+++ Dataset +++

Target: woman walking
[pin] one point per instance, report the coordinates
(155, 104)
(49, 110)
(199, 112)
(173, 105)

+++

# Short problem
Copy the lines above without changing anything.

# Solution for this task
Target: woman walking
[pin] one point per instance, report the coordinates
(155, 104)
(49, 110)
(199, 112)
(173, 105)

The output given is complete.